§ Text excerpt
I am trying to figure how to efficiently select columns using dplyr::select_if
. The starwars
data set in dplyr 0.70 is a good dataset to use for this:
> starwars
# A tibble: 87 x 13
name height mass hair_color skin_color eye_color birth_year gender homeworld species films vehicles starships
<chr> <int> <dbl> <chr> <chr> <chr> <dbl> <chr> <chr> <chr> <list> <list> <list>
1 Luke Skywalker 172 77 blond fair blue 19.0 male Tatooine Human <chr [5]> <chr [2]> <chr [2]>
2 C-3PO 167 75 <NA> gold yellow 112.0 <NA> Tatooine Droid <chr [6]> <chr [0]> <chr [0]>
3 R2-D2 96 32 <NA> white, blue red 33.0 <NA> Naboo Droid <chr [7]> <chr [0]> <chr [0]>
4 Darth Vader 202 136 none white yellow 41.9 male Tatooine Human <chr [4]> <chr [0]> <chr [1]>
5 Leia Organa 150 49 brown light brown 19.0 female Alderaan Human <chr [5]> <chr [1]> <chr [0]>
6 Owen Lars 178 120 brown, grey light blue 52.0 male Tatooine Human <chr [3]> <chr [0]> <chr [0]>
7 Beru Whitesun lars 165 75 brown light blue 47.0 female Tatooine Human <chr [3]> <chr [0]> <chr [0]>
8 R5-D4 97 32 <NA> white, red red NA <NA> Tatooine Droid <chr [1]> <chr [0]> <chr [0]>
9 Biggs Darklighter 183 84 black light brown 24.0 male Tatooine Human <chr [1]> <chr [0]> <chr [1]>
10 Obi-Wan Kenobi 182 77 auburn, white fair blue-gray 57.0 male Stewjon Human <chr [6]> <chr [1]> <chr [5]>
Now say that I would like select columns that are only integers. This works well:
library(dplyr)
starwars %>%
select_if(is.numeric)
But what should I do if I want to select based on multiple criteria. For example maybe I want both numeric and character columns:
starwars %>%
select_if(c(is.numeric, is.character))
Or maybe I want all numeric AND the name
column:
starwars %>%
select_if(name, is.character)
Neither of the two examples above work so I am wondering how I might accomplish what I've outlined here.
For the first example:
starwars %>%
select_if(function(col) {is.numeric(col) | is.character(col)})
This is taken directly from the RDocumentation page.
For the second:
toKeep <- sapply(starwars, is.numeric)
starwars %>%
select("name", names(toKeep)[as.numeric(toKeep) == 1])
I cannot make something prettier up at the moment, but I'm sure there is a better way :)

§ Problem
In the forum thread, what size is the starwars tibble?

§ Source excerpt
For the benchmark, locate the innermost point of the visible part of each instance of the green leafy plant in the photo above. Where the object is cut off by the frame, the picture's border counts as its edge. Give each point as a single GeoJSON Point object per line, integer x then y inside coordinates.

§ Solution for this task
87 rows by 13 columns.